MATERIAL SHOWN >>
--- --- ---
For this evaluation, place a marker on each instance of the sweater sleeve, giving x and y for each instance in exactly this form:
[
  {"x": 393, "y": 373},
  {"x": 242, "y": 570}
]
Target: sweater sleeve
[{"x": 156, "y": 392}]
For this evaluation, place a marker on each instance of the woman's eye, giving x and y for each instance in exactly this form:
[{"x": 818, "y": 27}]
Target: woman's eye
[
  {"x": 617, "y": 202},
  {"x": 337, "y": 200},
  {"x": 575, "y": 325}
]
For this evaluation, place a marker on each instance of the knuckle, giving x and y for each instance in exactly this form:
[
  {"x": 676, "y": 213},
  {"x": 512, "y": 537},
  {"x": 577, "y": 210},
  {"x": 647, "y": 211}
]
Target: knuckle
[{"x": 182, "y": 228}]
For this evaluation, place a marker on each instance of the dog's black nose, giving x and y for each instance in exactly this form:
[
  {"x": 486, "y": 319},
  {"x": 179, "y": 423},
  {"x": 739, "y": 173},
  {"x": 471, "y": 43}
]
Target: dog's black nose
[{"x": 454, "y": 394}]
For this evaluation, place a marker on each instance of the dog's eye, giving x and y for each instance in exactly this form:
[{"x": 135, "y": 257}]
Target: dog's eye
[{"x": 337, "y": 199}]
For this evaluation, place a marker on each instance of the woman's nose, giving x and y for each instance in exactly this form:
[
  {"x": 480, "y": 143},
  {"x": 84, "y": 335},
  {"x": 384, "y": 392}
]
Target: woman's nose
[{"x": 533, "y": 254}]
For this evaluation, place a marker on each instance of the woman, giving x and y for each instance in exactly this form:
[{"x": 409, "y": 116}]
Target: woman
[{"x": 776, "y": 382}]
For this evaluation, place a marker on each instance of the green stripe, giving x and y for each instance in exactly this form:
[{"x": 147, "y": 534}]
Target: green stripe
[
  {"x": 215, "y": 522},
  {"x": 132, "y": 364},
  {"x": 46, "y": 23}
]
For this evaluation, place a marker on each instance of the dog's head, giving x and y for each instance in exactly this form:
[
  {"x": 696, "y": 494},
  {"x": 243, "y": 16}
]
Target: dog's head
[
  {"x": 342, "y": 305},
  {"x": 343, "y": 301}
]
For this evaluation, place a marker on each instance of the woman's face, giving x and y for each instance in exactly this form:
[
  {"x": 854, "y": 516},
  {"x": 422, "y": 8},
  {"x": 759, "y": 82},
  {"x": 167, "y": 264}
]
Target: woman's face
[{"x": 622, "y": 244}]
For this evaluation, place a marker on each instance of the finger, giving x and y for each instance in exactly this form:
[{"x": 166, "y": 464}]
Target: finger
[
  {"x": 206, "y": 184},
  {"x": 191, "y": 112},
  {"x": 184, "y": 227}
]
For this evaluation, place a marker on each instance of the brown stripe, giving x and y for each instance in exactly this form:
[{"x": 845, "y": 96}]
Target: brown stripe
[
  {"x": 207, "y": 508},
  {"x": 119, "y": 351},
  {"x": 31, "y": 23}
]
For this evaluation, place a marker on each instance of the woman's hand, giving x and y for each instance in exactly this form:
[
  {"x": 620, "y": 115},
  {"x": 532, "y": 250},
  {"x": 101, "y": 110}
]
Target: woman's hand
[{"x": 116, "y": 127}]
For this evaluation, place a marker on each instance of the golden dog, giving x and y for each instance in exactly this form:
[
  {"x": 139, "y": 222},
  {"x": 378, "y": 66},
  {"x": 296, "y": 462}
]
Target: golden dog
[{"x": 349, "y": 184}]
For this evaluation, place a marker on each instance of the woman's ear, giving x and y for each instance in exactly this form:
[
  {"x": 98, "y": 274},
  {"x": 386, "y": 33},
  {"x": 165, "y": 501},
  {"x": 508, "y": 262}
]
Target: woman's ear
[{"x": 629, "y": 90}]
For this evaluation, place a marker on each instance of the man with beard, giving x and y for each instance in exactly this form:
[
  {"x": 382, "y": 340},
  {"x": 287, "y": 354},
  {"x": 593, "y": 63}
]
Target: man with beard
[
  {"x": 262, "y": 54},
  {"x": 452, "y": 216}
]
--- --- ---
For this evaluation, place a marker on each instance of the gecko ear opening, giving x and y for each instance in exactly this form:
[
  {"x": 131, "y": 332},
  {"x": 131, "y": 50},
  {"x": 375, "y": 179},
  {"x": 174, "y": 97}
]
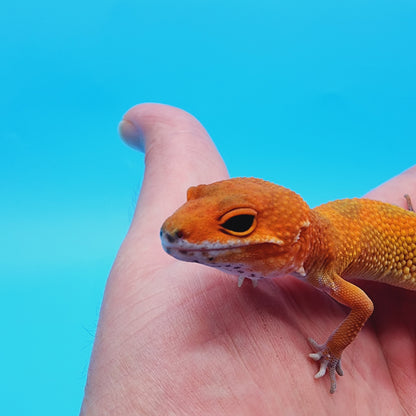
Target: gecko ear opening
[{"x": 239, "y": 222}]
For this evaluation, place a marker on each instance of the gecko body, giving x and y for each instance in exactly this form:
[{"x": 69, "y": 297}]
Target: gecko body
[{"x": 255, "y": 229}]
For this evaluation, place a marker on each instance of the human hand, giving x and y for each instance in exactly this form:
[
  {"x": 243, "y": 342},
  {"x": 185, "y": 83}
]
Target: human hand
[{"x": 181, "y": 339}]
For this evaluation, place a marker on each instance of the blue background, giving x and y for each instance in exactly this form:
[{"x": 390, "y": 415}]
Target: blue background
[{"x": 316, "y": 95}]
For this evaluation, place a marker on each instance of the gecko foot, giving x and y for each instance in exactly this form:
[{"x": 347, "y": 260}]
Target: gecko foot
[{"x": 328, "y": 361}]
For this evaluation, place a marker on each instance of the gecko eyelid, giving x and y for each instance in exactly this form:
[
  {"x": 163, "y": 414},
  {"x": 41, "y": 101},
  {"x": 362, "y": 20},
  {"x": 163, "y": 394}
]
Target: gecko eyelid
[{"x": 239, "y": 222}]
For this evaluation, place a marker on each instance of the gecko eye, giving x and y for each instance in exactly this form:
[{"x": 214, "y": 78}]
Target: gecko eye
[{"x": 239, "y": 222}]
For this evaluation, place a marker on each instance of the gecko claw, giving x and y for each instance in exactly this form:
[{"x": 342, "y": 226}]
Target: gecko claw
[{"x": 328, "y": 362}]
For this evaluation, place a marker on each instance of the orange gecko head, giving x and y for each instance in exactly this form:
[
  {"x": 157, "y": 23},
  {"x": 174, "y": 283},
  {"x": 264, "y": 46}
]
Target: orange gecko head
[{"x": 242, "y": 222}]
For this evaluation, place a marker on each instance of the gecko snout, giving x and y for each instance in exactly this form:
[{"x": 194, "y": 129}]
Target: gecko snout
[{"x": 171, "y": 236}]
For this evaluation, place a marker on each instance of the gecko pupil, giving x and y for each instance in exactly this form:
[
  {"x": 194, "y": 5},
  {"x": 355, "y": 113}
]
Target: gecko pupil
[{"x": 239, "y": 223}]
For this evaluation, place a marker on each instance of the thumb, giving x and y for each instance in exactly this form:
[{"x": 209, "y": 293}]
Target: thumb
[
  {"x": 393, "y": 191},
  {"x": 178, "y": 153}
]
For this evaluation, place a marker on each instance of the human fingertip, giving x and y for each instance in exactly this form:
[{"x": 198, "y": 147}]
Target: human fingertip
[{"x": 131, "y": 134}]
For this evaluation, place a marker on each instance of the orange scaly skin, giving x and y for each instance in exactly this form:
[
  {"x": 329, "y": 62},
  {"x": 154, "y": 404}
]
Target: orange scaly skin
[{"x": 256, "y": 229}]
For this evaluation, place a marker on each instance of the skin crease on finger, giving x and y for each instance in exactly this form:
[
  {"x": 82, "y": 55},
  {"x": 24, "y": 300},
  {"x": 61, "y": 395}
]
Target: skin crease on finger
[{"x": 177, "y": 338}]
--- --- ---
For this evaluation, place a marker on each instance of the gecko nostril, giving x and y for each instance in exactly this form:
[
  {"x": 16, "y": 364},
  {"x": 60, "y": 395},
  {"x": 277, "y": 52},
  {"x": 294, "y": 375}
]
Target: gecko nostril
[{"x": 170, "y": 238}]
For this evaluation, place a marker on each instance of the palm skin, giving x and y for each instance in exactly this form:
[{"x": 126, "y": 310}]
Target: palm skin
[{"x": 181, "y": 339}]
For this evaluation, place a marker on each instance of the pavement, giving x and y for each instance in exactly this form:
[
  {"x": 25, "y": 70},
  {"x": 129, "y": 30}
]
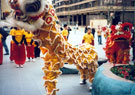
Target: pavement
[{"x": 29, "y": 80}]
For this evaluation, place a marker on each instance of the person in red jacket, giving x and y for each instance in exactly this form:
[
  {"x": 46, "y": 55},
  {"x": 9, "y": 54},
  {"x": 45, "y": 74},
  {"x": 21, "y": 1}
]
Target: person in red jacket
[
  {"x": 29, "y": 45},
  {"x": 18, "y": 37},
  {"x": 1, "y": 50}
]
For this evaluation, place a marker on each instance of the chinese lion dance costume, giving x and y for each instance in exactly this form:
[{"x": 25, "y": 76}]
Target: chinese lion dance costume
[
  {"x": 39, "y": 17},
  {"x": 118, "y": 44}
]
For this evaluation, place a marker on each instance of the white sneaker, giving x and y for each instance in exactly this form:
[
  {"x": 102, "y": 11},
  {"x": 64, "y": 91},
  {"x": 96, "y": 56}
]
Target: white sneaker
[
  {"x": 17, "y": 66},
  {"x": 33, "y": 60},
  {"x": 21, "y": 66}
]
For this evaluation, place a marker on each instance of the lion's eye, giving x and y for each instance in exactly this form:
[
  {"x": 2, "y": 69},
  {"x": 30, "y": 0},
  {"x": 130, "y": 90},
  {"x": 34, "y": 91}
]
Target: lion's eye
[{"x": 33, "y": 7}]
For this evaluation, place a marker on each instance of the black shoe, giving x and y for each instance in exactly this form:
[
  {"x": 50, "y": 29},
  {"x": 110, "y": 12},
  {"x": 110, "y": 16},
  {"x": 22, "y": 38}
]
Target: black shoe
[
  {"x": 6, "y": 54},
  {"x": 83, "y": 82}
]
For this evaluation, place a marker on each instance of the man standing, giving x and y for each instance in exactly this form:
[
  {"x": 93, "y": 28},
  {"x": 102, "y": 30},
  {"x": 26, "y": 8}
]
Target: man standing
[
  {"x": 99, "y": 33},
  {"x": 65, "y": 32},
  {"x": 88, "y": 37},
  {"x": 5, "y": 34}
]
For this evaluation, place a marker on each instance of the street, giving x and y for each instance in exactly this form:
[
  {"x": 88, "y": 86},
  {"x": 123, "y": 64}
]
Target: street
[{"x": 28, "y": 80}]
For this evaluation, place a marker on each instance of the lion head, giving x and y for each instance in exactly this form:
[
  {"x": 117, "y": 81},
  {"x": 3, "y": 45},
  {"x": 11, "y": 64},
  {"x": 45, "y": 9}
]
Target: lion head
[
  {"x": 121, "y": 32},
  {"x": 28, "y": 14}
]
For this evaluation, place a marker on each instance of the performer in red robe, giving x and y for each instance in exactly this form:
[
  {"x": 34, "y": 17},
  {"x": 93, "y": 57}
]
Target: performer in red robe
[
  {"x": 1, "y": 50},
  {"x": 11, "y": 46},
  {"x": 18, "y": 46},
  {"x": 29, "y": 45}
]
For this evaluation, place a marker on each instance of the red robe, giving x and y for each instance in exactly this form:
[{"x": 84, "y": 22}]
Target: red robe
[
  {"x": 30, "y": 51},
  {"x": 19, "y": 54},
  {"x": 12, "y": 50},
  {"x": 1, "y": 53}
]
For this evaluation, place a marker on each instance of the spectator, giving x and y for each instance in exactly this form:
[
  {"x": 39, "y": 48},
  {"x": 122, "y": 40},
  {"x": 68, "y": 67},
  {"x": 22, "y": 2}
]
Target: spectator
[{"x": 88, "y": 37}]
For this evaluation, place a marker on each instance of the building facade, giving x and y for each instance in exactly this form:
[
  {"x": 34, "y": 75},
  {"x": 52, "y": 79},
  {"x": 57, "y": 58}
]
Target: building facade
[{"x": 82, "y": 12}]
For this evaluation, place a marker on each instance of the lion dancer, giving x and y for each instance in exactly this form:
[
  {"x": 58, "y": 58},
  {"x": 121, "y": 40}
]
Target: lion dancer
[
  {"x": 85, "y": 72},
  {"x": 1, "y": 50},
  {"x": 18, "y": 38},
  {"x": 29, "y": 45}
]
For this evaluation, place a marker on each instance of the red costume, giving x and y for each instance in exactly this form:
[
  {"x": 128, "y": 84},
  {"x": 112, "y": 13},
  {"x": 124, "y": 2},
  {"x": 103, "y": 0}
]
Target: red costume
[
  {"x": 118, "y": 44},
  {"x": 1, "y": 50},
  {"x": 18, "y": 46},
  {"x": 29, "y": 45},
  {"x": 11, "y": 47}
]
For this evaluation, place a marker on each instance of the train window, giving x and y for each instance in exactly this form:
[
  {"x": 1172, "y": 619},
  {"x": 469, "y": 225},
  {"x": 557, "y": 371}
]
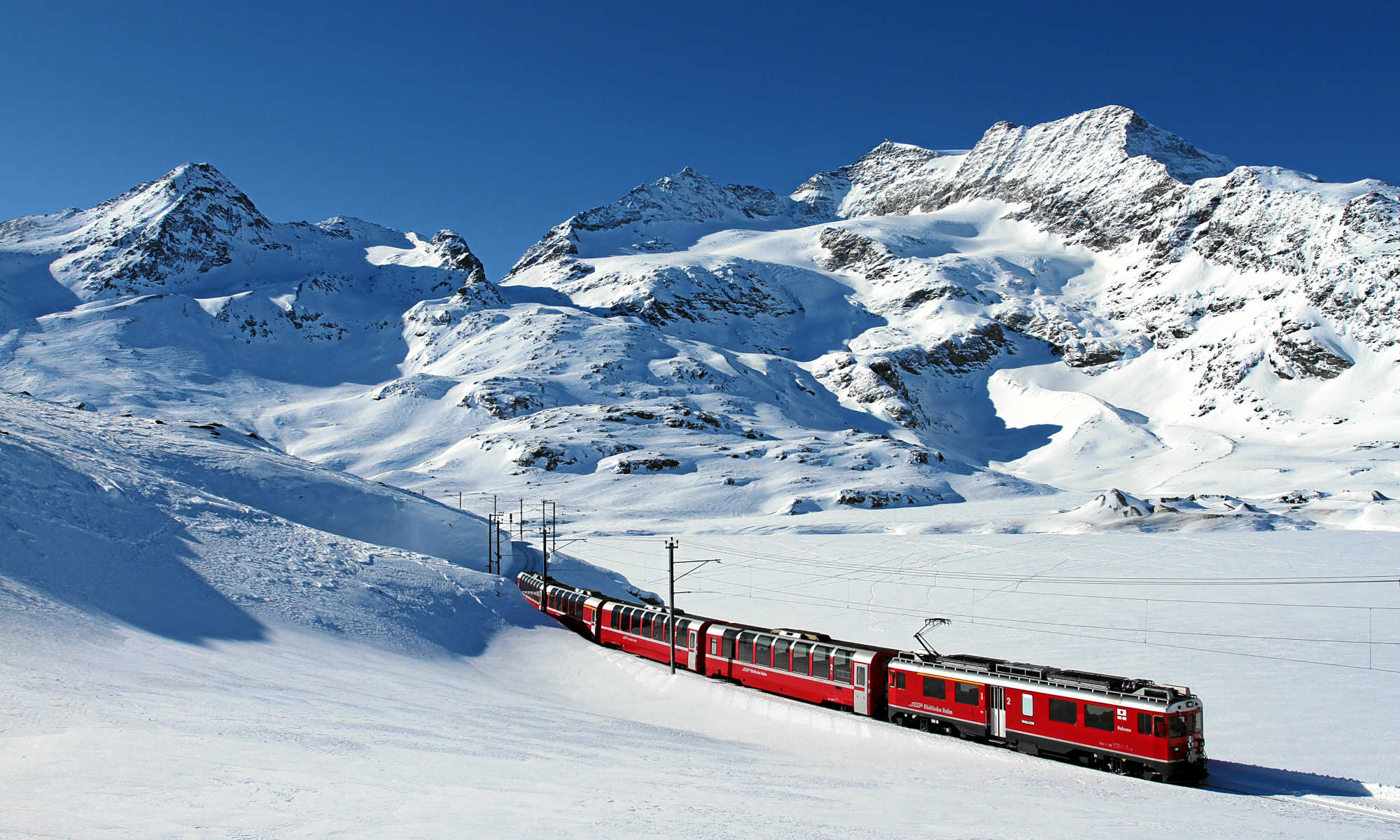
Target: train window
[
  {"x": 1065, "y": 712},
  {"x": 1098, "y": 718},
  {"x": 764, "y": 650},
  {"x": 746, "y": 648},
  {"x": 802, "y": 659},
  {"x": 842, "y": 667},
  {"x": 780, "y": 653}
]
--- --- ---
PROBLEM >> Report every line in the records above that holds the word "stripe".

WRITTEN SOLUTION >>
For this evaluation, place a marker on each instance of the green stripe, giving x and y for each instance in exactly this form:
Target: green stripe
For this evaluation, place a marker on each instance of the brown stripe, giving x and y for each instance in exactly this form:
Target: brown stripe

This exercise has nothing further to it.